-- Start Rows --

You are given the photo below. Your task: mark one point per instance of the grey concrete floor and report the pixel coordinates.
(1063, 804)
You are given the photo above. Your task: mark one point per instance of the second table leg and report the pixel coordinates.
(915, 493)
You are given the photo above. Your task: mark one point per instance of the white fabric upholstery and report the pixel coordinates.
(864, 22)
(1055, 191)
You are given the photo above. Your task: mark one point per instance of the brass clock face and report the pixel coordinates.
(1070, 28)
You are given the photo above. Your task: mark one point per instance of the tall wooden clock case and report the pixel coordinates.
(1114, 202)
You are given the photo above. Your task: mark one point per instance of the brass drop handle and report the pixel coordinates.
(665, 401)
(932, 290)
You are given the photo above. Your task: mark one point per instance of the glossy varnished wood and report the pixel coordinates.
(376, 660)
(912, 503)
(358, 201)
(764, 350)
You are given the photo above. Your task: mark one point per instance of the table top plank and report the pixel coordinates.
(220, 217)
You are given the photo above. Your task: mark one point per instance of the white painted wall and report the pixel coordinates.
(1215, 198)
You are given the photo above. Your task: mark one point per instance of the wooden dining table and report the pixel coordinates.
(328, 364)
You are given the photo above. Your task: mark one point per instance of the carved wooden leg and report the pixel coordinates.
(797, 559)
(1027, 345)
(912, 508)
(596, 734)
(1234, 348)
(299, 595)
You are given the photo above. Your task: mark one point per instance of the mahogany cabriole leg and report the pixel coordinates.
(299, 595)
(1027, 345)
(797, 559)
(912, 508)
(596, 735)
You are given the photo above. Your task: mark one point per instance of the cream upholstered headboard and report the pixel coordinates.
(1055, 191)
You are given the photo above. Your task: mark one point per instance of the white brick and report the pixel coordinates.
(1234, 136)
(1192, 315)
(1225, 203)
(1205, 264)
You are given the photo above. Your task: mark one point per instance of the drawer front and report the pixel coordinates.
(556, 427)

-- End Rows --

Repeat the records above exactly as they appear.

You are given the photo below. Your task: mark one point per instance of the grey concrete floor and report the pixel coordinates.
(1063, 804)
You are given the photo above. Your task: mark one point per instance of the second table leg and report the pixel coordinates.
(915, 493)
You are given the photo above. Your task: mark one point per instance of the white fabric upholstery and report the pixel coordinates.
(864, 22)
(1055, 191)
You are given the photo above. Your task: mark one point per instance of the brass clock face and report the pixel coordinates.
(1070, 28)
You are given the photo above. Your task: mark one point per instance of the tall wooden clock case and report the pixel coordinates.
(1114, 202)
You are given the photo above. Your task: mark one point per instance of the brass drop handle and report the pixel coordinates.
(665, 401)
(932, 290)
You are given the photo above. Your task: mark one point per instance of the glossy varnished wood and report the pixel coordinates.
(376, 660)
(912, 503)
(358, 201)
(764, 350)
You are given the photo above. Your task: mark one point per instance of the table top plank and report the pixel coordinates.
(220, 217)
You are given the photo above. Your task: mark one point per instance of the white painted wall and report the pixel coordinates.
(1215, 198)
You are given the photo above. Your task: mark one point per instance of the wooden dining table and report the pixel coordinates.
(328, 364)
You are given the photo above. Your task: mark one point per instance of the carved wooden leg and report the pixel coordinates.
(797, 559)
(1027, 345)
(912, 508)
(596, 734)
(1234, 348)
(299, 595)
You are given the photo above. Your task: mark one point per instance of the mahogany cabriole leg and report the pixel coordinates.
(299, 595)
(1027, 345)
(797, 559)
(912, 508)
(596, 735)
You are given the photo above. Your task: mark one point per instance of the cream upholstered headboard and report the pixel coordinates.
(1055, 191)
You are given the photo above. Your task: mark one point per instance of the white brick and report the pixel coordinates.
(1234, 136)
(1192, 315)
(1225, 203)
(1205, 264)
You are given the photo above. Your task: mark one point per instance of the drawer front and report the pixel coordinates.
(556, 427)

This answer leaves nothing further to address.